**Given instruction A**
In the records, scale the lines from the one containing "Provide the outline of every instance of the pine" up to and including the one containing "209 111 L 206". Reproduce every one of those lines, the request included, but multiply each path coordinate in the answers by 0.45 and round to the nearest whole number, with halves rounding up.

**Page text**
## START

Falling Through the New World
Falling Through the New World released 2/5/24 from Gold Wake Press
Falling Through the New World is a novel in stories that spans a century, from World War I Italy to modern-day America. The collection comprises fourteen stories. The eponymous piece, "Falling Through the New World," traces the experiences of a young married couple—Anna and Vincenzo Desiderio—as they negotiate the impact of the Great War on their lives. "La Dolentissima Madre" follows the parallel journeys of Anna and her mother as they grapple with their sister/daughter dying of the Spanish flu. "Sign Language" reaches back into the Desiderios' family history as Anna and Vincenzo's daughter, Rose, grapples with her father's desire to reunite with his dead wife. And in the final story, "All This the Heart Ordains," Kate returns to Italy after her mother's death to seek out an understanding of Rose's deep commitment to her Catholic faith.

## END

**Material for this exercise**
## START

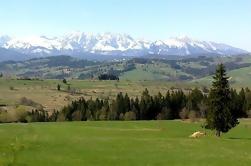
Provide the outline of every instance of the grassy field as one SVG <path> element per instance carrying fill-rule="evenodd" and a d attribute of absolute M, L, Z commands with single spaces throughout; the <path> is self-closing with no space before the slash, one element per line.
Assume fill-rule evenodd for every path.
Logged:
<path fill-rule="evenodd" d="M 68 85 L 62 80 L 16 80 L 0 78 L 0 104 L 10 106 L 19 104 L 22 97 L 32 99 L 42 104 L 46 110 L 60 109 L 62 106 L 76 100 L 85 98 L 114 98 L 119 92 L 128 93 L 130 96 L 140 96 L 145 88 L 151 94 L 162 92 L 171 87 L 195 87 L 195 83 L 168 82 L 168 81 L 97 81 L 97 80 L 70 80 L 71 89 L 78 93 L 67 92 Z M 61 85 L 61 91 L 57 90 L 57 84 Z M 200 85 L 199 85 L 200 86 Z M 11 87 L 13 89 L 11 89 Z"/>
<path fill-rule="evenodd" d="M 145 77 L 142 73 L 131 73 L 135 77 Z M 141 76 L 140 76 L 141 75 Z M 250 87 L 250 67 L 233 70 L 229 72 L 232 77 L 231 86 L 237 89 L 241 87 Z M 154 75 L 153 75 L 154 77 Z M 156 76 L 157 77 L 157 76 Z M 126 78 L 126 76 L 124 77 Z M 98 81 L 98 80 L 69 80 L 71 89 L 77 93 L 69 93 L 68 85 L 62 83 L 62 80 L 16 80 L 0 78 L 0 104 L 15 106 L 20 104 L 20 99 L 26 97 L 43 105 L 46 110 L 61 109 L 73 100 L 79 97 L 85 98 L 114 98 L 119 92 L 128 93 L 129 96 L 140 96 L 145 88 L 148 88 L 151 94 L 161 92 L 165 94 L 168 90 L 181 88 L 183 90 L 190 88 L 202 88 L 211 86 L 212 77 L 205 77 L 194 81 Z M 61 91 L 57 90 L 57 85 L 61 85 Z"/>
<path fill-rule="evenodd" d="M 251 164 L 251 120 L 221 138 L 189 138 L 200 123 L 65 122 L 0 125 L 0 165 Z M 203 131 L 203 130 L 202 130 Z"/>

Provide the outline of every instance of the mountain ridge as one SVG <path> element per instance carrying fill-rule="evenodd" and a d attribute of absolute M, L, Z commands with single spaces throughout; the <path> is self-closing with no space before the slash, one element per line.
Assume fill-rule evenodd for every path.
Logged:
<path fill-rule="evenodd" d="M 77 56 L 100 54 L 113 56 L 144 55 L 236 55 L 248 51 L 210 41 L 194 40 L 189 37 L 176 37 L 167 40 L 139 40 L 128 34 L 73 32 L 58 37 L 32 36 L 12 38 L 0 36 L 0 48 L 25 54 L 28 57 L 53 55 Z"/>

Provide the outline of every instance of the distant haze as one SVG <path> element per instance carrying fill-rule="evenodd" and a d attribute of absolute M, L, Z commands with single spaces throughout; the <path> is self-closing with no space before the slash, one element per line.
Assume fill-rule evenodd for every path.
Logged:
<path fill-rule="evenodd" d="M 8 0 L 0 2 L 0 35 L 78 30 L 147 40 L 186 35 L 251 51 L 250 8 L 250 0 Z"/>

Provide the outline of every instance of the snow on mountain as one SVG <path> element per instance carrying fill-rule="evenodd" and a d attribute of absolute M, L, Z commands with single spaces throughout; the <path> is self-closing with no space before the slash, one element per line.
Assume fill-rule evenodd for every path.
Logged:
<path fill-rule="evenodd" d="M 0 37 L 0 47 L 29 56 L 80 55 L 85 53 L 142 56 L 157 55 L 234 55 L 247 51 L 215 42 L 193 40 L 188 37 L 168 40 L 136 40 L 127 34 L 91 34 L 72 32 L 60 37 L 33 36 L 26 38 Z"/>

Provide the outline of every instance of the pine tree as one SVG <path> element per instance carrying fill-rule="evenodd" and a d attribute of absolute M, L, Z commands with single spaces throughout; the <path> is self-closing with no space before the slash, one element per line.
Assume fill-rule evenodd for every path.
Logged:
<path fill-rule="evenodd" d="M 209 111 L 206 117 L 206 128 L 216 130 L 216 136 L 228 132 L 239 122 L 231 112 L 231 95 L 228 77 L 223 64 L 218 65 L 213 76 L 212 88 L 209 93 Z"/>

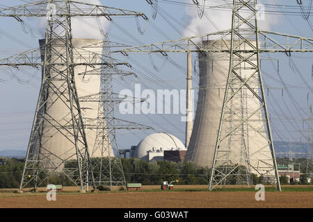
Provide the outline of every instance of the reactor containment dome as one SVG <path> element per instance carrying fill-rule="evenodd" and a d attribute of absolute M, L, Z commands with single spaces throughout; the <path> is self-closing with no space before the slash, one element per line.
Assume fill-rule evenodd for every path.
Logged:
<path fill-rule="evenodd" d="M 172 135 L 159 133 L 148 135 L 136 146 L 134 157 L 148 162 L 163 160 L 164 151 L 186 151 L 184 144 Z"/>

## END
## START

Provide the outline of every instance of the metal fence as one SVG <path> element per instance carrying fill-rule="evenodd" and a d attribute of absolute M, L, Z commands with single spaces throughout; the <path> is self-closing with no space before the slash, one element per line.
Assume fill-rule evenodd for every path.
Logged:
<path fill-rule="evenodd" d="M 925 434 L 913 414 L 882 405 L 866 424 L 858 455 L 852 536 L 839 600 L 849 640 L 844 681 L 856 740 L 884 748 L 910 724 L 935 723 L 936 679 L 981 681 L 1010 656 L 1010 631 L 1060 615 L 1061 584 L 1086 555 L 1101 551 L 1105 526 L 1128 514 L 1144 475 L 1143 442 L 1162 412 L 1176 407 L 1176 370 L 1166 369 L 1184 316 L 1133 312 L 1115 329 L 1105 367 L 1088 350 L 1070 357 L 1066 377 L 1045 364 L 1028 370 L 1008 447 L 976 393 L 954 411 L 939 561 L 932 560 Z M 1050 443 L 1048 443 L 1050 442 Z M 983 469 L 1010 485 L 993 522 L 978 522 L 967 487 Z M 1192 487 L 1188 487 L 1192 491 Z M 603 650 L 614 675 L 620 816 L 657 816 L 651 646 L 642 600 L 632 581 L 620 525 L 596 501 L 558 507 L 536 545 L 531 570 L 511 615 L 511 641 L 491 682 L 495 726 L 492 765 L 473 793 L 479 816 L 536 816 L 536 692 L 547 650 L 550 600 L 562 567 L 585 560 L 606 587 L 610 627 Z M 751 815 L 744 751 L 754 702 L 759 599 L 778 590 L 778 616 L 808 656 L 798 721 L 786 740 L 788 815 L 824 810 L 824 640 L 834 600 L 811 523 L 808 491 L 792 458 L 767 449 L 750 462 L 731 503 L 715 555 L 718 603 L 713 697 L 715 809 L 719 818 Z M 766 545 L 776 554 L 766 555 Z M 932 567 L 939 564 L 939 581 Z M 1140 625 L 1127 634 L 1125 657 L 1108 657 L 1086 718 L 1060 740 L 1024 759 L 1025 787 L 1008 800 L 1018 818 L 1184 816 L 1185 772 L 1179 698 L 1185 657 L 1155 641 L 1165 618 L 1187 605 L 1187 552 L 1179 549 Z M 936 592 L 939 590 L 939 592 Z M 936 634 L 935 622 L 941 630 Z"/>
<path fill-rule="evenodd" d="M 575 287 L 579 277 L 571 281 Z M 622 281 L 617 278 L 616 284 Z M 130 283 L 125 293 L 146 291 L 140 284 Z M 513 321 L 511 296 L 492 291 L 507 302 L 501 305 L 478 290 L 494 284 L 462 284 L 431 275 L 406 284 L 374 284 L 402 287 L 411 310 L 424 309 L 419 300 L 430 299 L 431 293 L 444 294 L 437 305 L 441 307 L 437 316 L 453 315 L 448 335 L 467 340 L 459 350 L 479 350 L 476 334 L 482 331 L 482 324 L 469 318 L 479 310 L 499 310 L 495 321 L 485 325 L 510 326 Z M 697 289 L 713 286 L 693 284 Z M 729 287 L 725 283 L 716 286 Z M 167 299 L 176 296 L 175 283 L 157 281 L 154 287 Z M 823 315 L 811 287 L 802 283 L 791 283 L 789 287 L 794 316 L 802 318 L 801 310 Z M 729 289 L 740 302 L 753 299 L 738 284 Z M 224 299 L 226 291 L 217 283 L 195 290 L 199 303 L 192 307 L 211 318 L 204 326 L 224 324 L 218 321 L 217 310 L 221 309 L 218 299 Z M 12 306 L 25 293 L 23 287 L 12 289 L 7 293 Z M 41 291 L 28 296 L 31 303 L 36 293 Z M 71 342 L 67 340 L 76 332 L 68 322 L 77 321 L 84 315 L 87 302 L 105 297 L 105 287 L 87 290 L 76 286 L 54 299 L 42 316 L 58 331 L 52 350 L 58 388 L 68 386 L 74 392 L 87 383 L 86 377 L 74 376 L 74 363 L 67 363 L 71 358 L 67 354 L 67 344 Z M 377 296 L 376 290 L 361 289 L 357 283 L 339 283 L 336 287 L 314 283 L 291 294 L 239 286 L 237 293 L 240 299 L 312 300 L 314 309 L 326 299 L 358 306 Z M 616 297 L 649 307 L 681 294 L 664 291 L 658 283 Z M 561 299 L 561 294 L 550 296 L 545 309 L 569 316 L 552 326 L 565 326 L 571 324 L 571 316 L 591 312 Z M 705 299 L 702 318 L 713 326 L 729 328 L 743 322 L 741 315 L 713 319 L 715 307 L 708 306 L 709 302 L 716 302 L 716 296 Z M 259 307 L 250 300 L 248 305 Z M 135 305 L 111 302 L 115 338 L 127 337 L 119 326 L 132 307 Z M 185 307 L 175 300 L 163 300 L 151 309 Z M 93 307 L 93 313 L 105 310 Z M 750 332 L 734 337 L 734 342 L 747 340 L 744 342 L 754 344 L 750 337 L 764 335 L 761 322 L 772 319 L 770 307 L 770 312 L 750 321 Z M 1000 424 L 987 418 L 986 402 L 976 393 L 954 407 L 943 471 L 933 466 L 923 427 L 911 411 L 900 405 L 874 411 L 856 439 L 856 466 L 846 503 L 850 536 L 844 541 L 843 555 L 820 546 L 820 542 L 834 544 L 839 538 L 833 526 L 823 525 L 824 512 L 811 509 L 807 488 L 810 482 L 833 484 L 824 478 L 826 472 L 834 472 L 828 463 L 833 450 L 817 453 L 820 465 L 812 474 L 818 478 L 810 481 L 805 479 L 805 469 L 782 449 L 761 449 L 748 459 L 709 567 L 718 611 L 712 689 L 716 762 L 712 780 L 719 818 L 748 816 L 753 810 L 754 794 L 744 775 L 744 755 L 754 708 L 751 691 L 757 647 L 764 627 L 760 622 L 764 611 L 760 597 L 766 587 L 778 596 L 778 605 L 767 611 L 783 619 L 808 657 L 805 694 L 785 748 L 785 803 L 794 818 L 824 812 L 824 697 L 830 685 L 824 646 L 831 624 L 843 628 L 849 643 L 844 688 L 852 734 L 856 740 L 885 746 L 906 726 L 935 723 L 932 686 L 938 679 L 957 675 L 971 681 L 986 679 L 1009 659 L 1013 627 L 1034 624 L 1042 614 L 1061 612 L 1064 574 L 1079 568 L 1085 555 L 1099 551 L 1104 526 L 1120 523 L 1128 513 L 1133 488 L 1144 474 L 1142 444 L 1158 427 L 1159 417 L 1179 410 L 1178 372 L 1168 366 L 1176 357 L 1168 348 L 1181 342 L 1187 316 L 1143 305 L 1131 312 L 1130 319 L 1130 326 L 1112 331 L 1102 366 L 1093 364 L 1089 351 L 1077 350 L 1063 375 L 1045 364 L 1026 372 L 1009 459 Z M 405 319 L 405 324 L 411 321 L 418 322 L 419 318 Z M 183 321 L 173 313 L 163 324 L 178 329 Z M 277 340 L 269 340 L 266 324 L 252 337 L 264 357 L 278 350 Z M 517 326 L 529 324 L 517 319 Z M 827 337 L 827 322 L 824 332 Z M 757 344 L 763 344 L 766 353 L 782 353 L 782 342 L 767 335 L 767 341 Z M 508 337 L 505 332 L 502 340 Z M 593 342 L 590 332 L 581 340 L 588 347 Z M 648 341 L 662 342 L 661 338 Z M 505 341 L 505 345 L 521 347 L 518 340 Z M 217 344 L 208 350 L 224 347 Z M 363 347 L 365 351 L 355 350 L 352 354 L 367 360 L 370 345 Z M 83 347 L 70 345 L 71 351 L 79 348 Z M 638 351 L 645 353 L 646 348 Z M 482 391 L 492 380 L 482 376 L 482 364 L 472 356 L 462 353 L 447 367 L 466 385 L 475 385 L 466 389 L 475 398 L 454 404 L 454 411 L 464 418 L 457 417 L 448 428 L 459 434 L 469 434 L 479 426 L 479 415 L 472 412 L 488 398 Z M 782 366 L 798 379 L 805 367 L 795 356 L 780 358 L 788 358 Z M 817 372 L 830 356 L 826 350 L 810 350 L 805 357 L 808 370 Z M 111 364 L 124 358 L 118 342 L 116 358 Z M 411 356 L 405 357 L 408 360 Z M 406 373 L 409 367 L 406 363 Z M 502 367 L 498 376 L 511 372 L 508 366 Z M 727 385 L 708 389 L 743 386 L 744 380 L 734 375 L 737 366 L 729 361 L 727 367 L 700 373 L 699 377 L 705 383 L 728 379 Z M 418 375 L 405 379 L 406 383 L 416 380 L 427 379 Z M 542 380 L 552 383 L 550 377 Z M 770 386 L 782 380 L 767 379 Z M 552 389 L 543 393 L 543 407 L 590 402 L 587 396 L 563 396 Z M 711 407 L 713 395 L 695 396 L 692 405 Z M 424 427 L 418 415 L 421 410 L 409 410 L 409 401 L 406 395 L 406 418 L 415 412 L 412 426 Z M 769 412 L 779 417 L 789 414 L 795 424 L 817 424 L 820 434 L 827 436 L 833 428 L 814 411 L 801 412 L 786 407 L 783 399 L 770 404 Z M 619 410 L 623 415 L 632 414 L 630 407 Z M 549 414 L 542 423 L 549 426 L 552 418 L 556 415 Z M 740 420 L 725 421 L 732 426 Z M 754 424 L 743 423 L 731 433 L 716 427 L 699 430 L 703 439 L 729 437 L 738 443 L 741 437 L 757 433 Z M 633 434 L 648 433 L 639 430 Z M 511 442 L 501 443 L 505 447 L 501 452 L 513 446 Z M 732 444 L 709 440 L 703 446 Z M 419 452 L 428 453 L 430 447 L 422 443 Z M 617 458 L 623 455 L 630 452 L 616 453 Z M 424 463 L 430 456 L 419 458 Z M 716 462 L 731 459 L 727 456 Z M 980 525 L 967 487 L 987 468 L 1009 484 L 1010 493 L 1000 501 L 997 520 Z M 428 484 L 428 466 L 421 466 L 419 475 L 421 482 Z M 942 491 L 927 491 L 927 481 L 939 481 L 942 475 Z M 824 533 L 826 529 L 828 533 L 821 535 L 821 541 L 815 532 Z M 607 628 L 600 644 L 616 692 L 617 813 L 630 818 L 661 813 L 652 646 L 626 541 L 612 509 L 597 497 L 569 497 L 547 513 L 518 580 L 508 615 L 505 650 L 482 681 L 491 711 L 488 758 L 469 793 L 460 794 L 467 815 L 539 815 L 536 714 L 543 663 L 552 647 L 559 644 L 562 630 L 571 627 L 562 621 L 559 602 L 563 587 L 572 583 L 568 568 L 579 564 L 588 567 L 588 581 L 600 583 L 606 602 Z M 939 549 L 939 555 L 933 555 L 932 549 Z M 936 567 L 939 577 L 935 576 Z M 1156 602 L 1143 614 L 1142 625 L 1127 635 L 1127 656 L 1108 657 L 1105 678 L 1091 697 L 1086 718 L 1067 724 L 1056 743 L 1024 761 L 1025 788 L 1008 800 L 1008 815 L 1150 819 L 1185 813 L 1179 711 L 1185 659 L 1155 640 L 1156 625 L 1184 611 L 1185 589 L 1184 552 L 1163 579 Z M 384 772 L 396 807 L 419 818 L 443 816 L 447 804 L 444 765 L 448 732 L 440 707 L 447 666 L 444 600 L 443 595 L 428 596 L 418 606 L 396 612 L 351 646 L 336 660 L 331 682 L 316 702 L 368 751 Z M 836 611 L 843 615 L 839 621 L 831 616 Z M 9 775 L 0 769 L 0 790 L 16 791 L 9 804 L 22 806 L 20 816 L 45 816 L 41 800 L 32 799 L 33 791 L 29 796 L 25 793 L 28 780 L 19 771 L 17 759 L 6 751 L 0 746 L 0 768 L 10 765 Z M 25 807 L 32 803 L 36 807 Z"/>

## END

**Given instruction B**
Can you condense the paragraph of the book description that begins "Falling Through the New World is a novel in stories" into a short list that keeps its main facts?

**Final result A**
Provide the outline of every instance of the pine tree as one SVG <path> element per instance carrying fill-rule="evenodd" and a d attribute of absolute M, L, Z commands with single spaces throughout; the <path> is self-closing with no space before the slash, one element per line.
Assume fill-rule evenodd for every path.
Logged:
<path fill-rule="evenodd" d="M 94 50 L 93 53 L 93 58 L 97 59 L 97 61 L 103 59 L 108 55 L 104 50 L 104 43 L 103 35 L 100 29 L 98 29 L 96 34 L 95 40 L 94 42 Z"/>

**Final result B**
- A novel in stories spanning a century, from World War I Italy to modern-day America; fourteen stories in all.
- "Falling Through the New World": young married couple Anna and Vincenzo Desiderio face the Great War's impact on their lives.
- "La Dolentissima Madre": Anna and her mother deal with their sister/daughter dying of the Spanish flu.
- "Sign Language": the couple's daughter, Rose, struggles with her father's wish to reunite with his dead wife.
- "All This the Heart Ordains" (final story): after her mother's death, Kate returns to Italy to understand Rose's deep Catholic faith.